TRECHO FORNECIDO:

┌────────

Desse modo, pensar sobre o regime de bens e seus efeitos sobre as sociedades empresárias é de extrema validade. O artigo pretende abordar os principais aspectos legais e os riscos associados a essa questão, citando dispositivos do Código Civil, as possíveis mudanças promovidas pela reforma [3] e entendimentos jurisprudenciais pertinentes.

Implicações do regime de bens

O Código Civil Brasileiro, em seu artigo 977, estabelece que “faculta-se aos cônjuges contratar sociedade, entre si ou com terceiros, desde que não tenham casado no regime da comunhão universal de bens ou no da separação obrigatória“. Essa disposição legal é fundamental para entender as limitações que o regime de bens impõe à formação de sociedades empresariais.

└────────

REGISTROS FORNECIDOS:
┌────────

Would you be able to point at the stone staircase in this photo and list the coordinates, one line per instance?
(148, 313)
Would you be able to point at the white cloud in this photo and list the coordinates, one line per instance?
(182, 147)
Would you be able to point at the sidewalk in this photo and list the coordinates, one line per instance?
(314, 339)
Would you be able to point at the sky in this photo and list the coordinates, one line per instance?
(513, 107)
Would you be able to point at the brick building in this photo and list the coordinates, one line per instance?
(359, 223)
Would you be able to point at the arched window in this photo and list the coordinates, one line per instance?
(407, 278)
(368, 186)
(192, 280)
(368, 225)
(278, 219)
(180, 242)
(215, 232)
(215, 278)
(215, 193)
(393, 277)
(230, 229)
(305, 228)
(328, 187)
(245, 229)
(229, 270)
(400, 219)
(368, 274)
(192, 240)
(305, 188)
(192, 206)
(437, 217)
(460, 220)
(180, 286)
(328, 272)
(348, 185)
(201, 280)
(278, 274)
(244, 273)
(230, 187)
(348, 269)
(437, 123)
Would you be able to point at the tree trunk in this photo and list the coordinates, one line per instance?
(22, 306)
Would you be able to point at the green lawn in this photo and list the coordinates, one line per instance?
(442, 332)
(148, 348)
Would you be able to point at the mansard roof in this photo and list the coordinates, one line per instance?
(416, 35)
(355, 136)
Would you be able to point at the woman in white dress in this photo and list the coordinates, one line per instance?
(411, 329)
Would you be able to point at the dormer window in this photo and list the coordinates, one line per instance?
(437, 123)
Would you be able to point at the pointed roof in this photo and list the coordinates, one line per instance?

└────────

Você pode extrair, sem alterar nada, a parte do texto sobre regime de bens e sociedades empresárias que começa em "O Código Civil Brasileiro, em" e termina em "de sociedades empresariais."?

O Código Civil Brasileiro, em seu artigo 977, estabelece que “faculta-se aos cônjuges contratar sociedade, entre si ou com terceiros, desde que não tenham casado no regime da comunhão universal de bens ou no da separação obrigatória“. Essa disposição legal é fundamental para entender as limitações que o regime de bens impõe à formação de sociedades empresariais.